[SET TASK 1]
In the mullet fishing thread below, turn the paragraph beginning "My version is a 10 or 11 ft" into a bulleted list of the gear it describes.

[TEXT SHOWN]
....................
# The mullet hole



## FishWalton (Jul 22, 2010)

Fished a mullet hole yesterday morning, only boat there. Bite was real slow but we managed to boat 18, and lost many which is not unusual. Bait was everywhere and big fish were after them. We snatched many pin fish, croakers, and Alewives. Buddy had a speck rod and set it out with snatched bait. Twice something big grabbed the bait and took off like the drag didn't mean a thing. Both times the line broke at the leader knot. Brand new 15 lb. leader and 15 lb. Fire Wire braid. We figure most likely they were redfish. We did get one 16 inch speck. Incidentlly, last night I made a fish sandwich out of two big croakers. Delicious.


----------



## chaps (Aug 31, 2009)

Fantastic. Would you mine offering a couple tips on fishing for mullet with a pole? I've only snagged them when trout fishing.


----------



## sureicanfish (Sep 30, 2007)

I've always been curious about that too!


----------



## FishWalton (Jul 22, 2010)

chaps said:


> Fantastic. Would you mine offering a couple tips on fishing for mullet with a pole? I've only snagged them when trout fishing.



Sure, but talk to 10 mullet fisherman and you will get 10 different answers on rigs, techniques, poles, line, bait, etc. Some will swear their method is world class and nothing else works for them. 

My version is a 10 or 11 ft cheap Academy composite crappie pole ($19.99), cheap bait caster reel, 25 lb. line, 20 lb leader, 4/0 treble hook on bottom of leader, #2 gold hook about 8 to 12 inches up the leader, about 16 to 18 inch leader to swivel and swivel to main line. On the main line a 1/4 or 3/8 oz egg lead.

Tip one hook on each treble with a pea size piece of merthiolate color plastic worm.

Bait the hole with any type of dog food that sinks. Some swear only a particular brand is best but I haven't seen that to be the case. I also use range pellets about the size of your thumb mixed with the dog food. Whatever you use must sink.

Chunk your line out in the chum area and wait for the tip of your pole to jiggle just slightly, then snatch. You might get a pin fish or you might get a mullet. Some say you must learn to snatch before the bite!!!

It does take some practice for a new comer. Some catch on faster than others. I have had both types fish with me. I get a big kick out of watching a new comer snatch their first mullet then get a few more. It can become addictive if the bite is consistently good. 

Over here on the river are a few known mullet holes that get a lot of pressure. No telling how much bait has been dumped in the hole. These holes are where I fish. There area known holes in the Milton area as well and folks do well. Of course there are good days and bad days. I have fished 2 hours or more without a mullet in the boat. Some days are zero!. Yesterday we fished about 1 1/2 hours before the first mullet was caught. 

When it comes to tackle and method whatever might develop over time that you are comfortable using will become your own style of fishing mullet. It will become the method that gives you confidence.

Incidentally, if you fish the holes frequently you will meet up with the same people from time to time. Get in a conversation with a seasoned mullet snatcher and they can be very helpful with information. Of course some won't give you the time of day.
....................
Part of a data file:
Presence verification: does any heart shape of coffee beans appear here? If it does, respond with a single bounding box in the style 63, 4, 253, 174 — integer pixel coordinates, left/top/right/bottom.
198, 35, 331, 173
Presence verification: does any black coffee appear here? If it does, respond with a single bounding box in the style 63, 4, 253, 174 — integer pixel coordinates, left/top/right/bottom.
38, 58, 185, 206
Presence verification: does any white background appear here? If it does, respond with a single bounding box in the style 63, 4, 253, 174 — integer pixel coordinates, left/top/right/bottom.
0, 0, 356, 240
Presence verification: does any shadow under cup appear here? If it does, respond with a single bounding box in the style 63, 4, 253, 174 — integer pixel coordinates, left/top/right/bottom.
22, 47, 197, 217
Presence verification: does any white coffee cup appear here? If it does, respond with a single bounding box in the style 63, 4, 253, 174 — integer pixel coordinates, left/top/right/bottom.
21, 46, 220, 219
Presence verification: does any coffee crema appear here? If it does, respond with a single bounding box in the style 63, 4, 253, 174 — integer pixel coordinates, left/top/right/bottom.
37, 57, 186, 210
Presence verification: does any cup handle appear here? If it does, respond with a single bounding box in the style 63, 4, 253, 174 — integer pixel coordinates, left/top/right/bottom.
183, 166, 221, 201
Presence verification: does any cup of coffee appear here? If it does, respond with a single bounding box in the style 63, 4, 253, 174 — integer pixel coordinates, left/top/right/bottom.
....................
[SET TASK 2]
Present the records as a two-column CSV with the columns request and answer, one row per request, each value in a single quoted field with line breaks replaced by spaces. Include only the records starting with the line that contains "Presence verification: does any black" and going on through the line that contains "37, 57, 186, 210".

[EXERCISE RESPONSE 1]
- Pole: 10 or 11 ft cheap Academy composite crappie pole ($19.99)
- Reel: cheap bait caster
- Line: 25 lb.
- Leader: 20 lb, about 16 to 18 inches, running to a swivel that connects to the main line
- Hooks: 4/0 treble hook at the bottom of the leader, plus a #2 gold hook about 8 to 12 inches up the leader
- Weight: 1/4 or 3/8 oz egg lead on the main line

[EXERCISE RESPONSE 2]
request,answer
"Presence verification: does any black coffee appear here? If it does, respond with a single bounding box in the style 63, 4, 253, 174 — integer pixel coordinates, left/top/right/bottom.","38, 58, 185, 206"
"Presence verification: does any white background appear here? If it does, respond with a single bounding box in the style 63, 4, 253, 174 — integer pixel coordinates, left/top/right/bottom.","0, 0, 356, 240"
"Presence verification: does any shadow under cup appear here? If it does, respond with a single bounding box in the style 63, 4, 253, 174 — integer pixel coordinates, left/top/right/bottom.","22, 47, 197, 217"
"Presence verification: does any white coffee cup appear here? If it does, respond with a single bounding box in the style 63, 4, 253, 174 — integer pixel coordinates, left/top/right/bottom.","21, 46, 220, 219"
"Presence verification: does any coffee crema appear here? If it does, respond with a single bounding box in the style 63, 4, 253, 174 — integer pixel coordinates, left/top/right/bottom.","37, 57, 186, 210"